### Your task
For each statement below, say yes or no to whether it agrees with the passage on the new exempt-status rules, and quote the deciding words: 1. The weekly salary level for exempt status rose from $455 to $913. 2. The changes take effect on January 1, 2017. 3. Employers are urged to panic over the new regulations.

### Text extract

* * * *

The immediate impact is that employers in every state will be required to review the exempt status of all employees. For some employers the new regulations could mean that many employees will immediately attain non-exempt status on December 1, 2016, the effective date of the change. However, employers shouldn’t panic. KPA will be providing clients with a simple tool to quickly and effectively determine exempt or non-exempt status. Important points to consider include:

1) The weekly salary level used to determine exempt status vs. non-exempt status has increased from $455 to $913 per week. The DOL’s new regulations have increased the FLSA’s salary basis test to an amount greater than the level seen in California, which is currently the nation’s highest at $41,600 per year. It is possible that certain states, including California, may attempt to provide even broader and greater protections than those afforded by the DOL’s new regulations. More changes are expected and employers will need to stay informed even though the changes are not effective until December 1, 2016.

* * * *

### Data supplied
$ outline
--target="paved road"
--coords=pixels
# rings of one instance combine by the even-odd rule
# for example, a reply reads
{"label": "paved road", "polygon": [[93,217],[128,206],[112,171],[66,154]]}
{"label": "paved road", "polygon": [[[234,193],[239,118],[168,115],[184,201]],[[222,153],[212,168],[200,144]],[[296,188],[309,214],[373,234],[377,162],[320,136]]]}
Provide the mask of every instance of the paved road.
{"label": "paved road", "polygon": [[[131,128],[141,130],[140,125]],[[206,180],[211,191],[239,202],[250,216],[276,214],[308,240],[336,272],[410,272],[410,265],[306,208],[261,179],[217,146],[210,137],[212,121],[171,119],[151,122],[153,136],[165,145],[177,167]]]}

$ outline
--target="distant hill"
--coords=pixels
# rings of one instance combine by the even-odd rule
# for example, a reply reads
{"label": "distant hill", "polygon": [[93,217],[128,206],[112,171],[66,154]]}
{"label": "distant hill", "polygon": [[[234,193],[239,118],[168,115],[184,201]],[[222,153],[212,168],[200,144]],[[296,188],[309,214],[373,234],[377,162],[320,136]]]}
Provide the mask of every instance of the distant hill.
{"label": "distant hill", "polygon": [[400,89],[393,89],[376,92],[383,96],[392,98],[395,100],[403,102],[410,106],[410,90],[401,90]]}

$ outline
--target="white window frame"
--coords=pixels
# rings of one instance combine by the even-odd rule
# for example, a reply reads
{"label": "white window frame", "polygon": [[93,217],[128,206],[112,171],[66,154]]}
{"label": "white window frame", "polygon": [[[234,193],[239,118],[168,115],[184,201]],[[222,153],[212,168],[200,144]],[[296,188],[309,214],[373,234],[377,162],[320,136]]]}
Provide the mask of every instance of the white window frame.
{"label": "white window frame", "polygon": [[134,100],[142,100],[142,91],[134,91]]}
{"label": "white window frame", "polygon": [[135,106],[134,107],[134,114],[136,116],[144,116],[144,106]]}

* * * *

### Response below
1. Yes: "has increased from $455 to $913 per week"
2. No: "December 1, 2016, the effective date of the change"
3. No: "employers shouldn’t panic"